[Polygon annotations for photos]

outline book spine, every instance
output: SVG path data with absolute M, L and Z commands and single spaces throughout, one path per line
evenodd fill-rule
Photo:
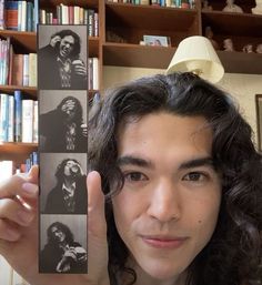
M 0 142 L 8 142 L 8 111 L 9 111 L 9 99 L 8 94 L 1 93 L 1 108 L 0 108 Z
M 99 89 L 99 59 L 93 58 L 93 90 Z
M 39 0 L 33 1 L 33 31 L 37 31 L 39 23 Z
M 28 32 L 32 32 L 33 31 L 33 3 L 32 2 L 27 2 L 27 26 L 26 26 L 26 30 Z
M 8 142 L 14 140 L 14 98 L 9 95 L 9 110 L 8 110 Z
M 14 91 L 14 141 L 22 141 L 22 94 L 20 90 Z
M 6 29 L 18 30 L 18 1 L 6 1 Z
M 4 30 L 4 0 L 0 0 L 0 30 Z
M 29 53 L 29 86 L 37 86 L 37 53 Z
M 33 101 L 33 143 L 38 143 L 38 101 Z
M 22 100 L 22 142 L 32 143 L 33 100 Z
M 29 54 L 23 54 L 23 77 L 22 77 L 22 85 L 29 85 Z

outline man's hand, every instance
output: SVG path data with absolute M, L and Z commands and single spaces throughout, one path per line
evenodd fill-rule
M 0 254 L 32 285 L 110 285 L 101 177 L 88 183 L 88 274 L 38 273 L 38 167 L 0 185 Z
M 58 42 L 60 42 L 60 41 L 61 41 L 61 37 L 60 37 L 60 35 L 54 35 L 54 37 L 51 38 L 49 44 L 50 44 L 52 48 L 54 48 L 56 44 L 57 44 Z
M 83 78 L 87 77 L 87 68 L 85 68 L 83 61 L 81 61 L 81 60 L 72 61 L 72 70 L 79 77 L 83 77 Z

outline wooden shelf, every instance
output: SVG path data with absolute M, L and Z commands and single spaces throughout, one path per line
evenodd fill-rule
M 174 48 L 104 43 L 104 65 L 167 69 Z M 262 54 L 218 51 L 226 73 L 262 74 Z M 241 67 L 241 68 L 240 68 Z
M 12 42 L 19 44 L 21 48 L 27 50 L 27 52 L 37 51 L 37 33 L 36 32 L 19 32 L 11 30 L 0 30 L 1 38 L 12 38 Z
M 80 7 L 89 7 L 89 8 L 98 8 L 99 0 L 40 0 L 39 7 L 47 8 L 47 7 L 56 7 L 61 2 L 66 6 L 80 6 Z
M 125 43 L 104 43 L 103 64 L 167 69 L 175 49 Z
M 122 24 L 137 29 L 188 31 L 195 23 L 195 9 L 127 3 L 105 3 L 105 27 Z
M 214 34 L 262 39 L 262 16 L 259 14 L 202 11 L 202 23 L 211 26 Z
M 218 51 L 226 73 L 262 74 L 262 54 Z
M 17 86 L 17 85 L 0 85 L 1 92 L 13 93 L 14 90 L 21 90 L 22 93 L 30 95 L 31 98 L 37 98 L 37 88 L 31 86 Z

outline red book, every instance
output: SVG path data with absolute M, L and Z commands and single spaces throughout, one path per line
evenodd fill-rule
M 11 84 L 22 86 L 23 79 L 23 54 L 13 53 Z

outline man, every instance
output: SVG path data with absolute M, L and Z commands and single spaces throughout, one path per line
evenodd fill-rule
M 50 43 L 38 50 L 40 90 L 87 89 L 87 68 L 80 59 L 80 37 L 71 30 L 61 30 Z
M 70 228 L 52 223 L 48 230 L 48 243 L 40 253 L 41 273 L 85 273 L 87 251 L 77 242 Z
M 40 150 L 44 152 L 87 152 L 87 125 L 80 101 L 66 96 L 54 110 L 40 114 Z
M 89 165 L 100 174 L 88 175 L 85 276 L 62 279 L 28 271 L 19 263 L 22 253 L 14 258 L 8 248 L 14 244 L 28 253 L 28 264 L 36 263 L 37 246 L 28 246 L 36 220 L 19 222 L 12 213 L 22 206 L 16 200 L 0 207 L 0 252 L 32 284 L 261 279 L 261 155 L 224 92 L 191 73 L 144 78 L 114 90 L 89 123 Z M 11 179 L 0 190 L 2 203 L 19 194 L 33 205 L 36 176 L 32 169 L 26 179 Z M 30 218 L 34 208 L 27 211 Z
M 57 167 L 57 184 L 47 197 L 44 214 L 85 214 L 85 175 L 77 160 L 66 159 Z

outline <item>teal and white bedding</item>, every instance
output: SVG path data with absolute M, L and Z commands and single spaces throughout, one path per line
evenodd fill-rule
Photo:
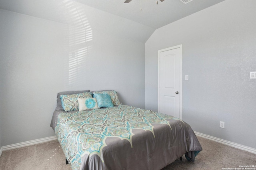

DESCRIPTION OF THE TASK.
Render the lines of the listing from the one containing "outline red book, every instance" through the one containing "M 11 84 L 22 86 L 23 79 L 23 54 L 13 53 Z", both included, as a Markdown table with columns Row and Line. Put each line in its own numbered row and leave out blank lines.

FINAL RESULT.
| Row | Line |
|---|---|
| 1 | outline red book, every instance |
| 2 | output: SVG path data with absolute M, L and Z commands and single spaces throughout, one path per line |
| 3 | evenodd fill-rule |
| 4 | M 11 84 L 22 86 L 23 79 L 23 54 L 13 53 Z |